When Thomas Jefferson in 1776 wrote that "All men are created equal," it's no secret that what he meant - was Men: White, Anglo Saxon, Protestant Christian, Propertied and very often slave owning White Men. The framers of the Constitution began, "We the people …," but it's also no secret that in 1787, "The People" meant White, Anglo Saxon, Protestant Christian, Propertied and very often slave owning White Men.

It is precisely because of this peculiarity of our Founding Fathers that, as national attitudes gradually changed, sometimes with great violence, the nation has been on a collective guilt trip since the 18th Century.

But you specifically asked about black people between 1945 and 1960 (for purposes of this discussion I shall use the common terms "white" and "black," although I dislike both: we are, all of us humans, varying shades of brown). Racism is the curse and tragedy of the entire world (see under Darfur), but it was especially a curse and a tragedy in the USA because of slavery. We Americans are to this day struggling with the poisonous legacy of slavery. It caused our Civil War, it caused what we call Jim Crow in the post Civil War south, it has caused immeasurable pain and suffering for all "nonwhite" people, sometimes right down to the present minute, despite our having elected a person of color to the Presidency. Our present Attorney General, Eric Holder, himself a person of "mixed race" has said, rightly or wrongly, that America is a Nation of Cowards because we Americans cannot look racism (or any other -ism) in the eye and deal with it honestly.

During World War 2 (≈1942-1945), black citizens served in every branch of the military, but the military was strictly segregated. Black men were put into units that consisted entirely of black men, but their officers were usually white, because the conventional wisdom of the time, even as late as the 1940's, was that black people couldn't do anything right unless they were led by white people. Nevertheless, thousands of black men in uniform distinguished themselves in the fight to the death against Fascism, which is itself nearly synonymous with Racism. This experience changed the black veteran and helped lead to the Civil Rights Movement (1955-1968).

Also during World War 2, black citizens served in every war industry. Thousands flocked from south to north where the industries were and faithfully helped build the fabulous American war machine that did so much to defeat the Axis Powers. This experience also changed the black citizen and helped lead to the Civil Rights Movement.
■ ■ ■
Brief: According to the passage on race in America, what did slavery cause? List each one.

Given information:
■ ■ ■
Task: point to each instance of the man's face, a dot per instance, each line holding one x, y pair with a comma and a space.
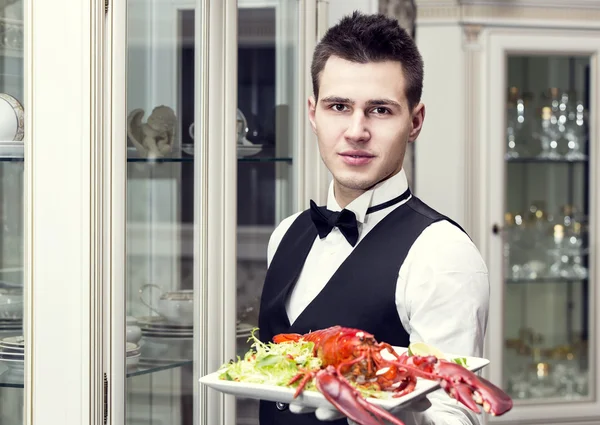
■ ■ ■
Finished task:
- The Civil War
- Jim Crow in the post Civil War south
- Immeasurable pain and suffering for all "nonwhite" people